== Brano riportato ==
━━━━━━━━━━━━━━━━━━━━━━━━━━━━━━

Rivista Anarchica Online


canzone d’autore

a cura di Alessio Lega

 

«Être un anar n’est pas si mal»

Qualche cenno su Maurice Fanon (1930-1991)

Fu un cantautore dolcissimo e rabbioso, un grumo di nervi al sole. Un uomo, non solo privo di qualsivoglia capacità diplomatica, ma anche fiero di esserlo:
[...] Forse a colpi di canzoni senza concessioni
si fa la propria piccola rivoluzione. [...]
.
Un uomo con dei grandi problemi anche, che finì per vivere a volte male la sua vita e i suoi rapporti; si spinse molto in là sulla strada dell’alcolismo... e ciò non facilitò né carriera né esistenza.
Alla fine rimase, volente o nolente, ben lontano dal successo commerciale di alcuni suoi grandi colleghi e così, anche oggi, in Francia è pressoché uno sconosciuto, la cui opera è in gran parte irreperibile, se non sul mercato del più «esclusivo» collezionismo; invece, chi scaverà in quei vecchi dischi sarà illuminato da canzoni fatte per brillare al sole come un cristallo scuro; la voce catramosa è portata da una forza soprannaturale, da una specie di grazia interna che non può lasciare indifferenti.

━━━━━━━━━━━━━━━━━━━━━━━━━━━━━━

== Elenco delle voci ==
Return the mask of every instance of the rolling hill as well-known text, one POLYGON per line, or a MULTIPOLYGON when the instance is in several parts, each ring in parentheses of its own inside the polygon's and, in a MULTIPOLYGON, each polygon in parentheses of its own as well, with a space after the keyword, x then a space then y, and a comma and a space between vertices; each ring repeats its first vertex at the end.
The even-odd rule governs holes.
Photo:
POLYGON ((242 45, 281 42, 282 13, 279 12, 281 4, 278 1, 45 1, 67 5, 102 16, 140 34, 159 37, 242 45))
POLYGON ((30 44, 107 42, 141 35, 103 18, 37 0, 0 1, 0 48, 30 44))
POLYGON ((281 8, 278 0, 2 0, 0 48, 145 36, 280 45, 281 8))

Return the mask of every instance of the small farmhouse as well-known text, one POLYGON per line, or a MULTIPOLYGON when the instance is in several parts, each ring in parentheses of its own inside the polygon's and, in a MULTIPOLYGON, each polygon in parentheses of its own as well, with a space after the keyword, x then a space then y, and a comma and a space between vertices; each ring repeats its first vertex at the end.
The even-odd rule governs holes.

━━━━━━━━━━━━━━━━━━━━━━━━━━━━━━

== Consegna ==
Prosegua il brano su Maurice Fanon, riprendendo subito dopo l'ultima frase riportata.

== Risposta ==
È la vecchia storia dell’albatro baudeleriano, delle sue ali troppo grandi che impediscono di camminare.
[...] Ci son giorni che mi dico c’è un aria da «strana la vita»
ci son giorni derisori da piangere dal ridere nel fazzoletto [...]

Maurice Fanon finì per salire sul palco senza mai averci pensato troppo: appassionato e scrittore di canzoni, quando era ancora un insegnante d’inglese, iniziò a frequentare l’ambiente bohemien parigino della metà degli anni ’50, quello in cui si formò, ad esempio, anche Georges Moustaki, che era suo amico.
Visse un grande amore e sposò Pia Colombo, interprete straordinaria di canzoni difficili – Georges Brassens la considerava senza mezzi termini la «nuova Piaf» –, apprezzatissima dalla critica e, anche se in modo discontinuo, dal pubblico; per lei Fanon cominciò una vera carriera di autore che lo avrebbe portato a snocciolare una serie di successi come L’écharpe, Jean-Marie de Pantin, e, negli ultimi anni, a comporre un capolavoro quale Requiem autour du temp present.
A furia di scrivere e di frequentare gli scalcinati palcoscenici dei cabaret parigini, Fanon vi prese gusto e cominciò ad abitarli da protagonista, senza possedere doti vocali memorabili, ma portandovi in compenso una carica umana e interpretativa senza eguali.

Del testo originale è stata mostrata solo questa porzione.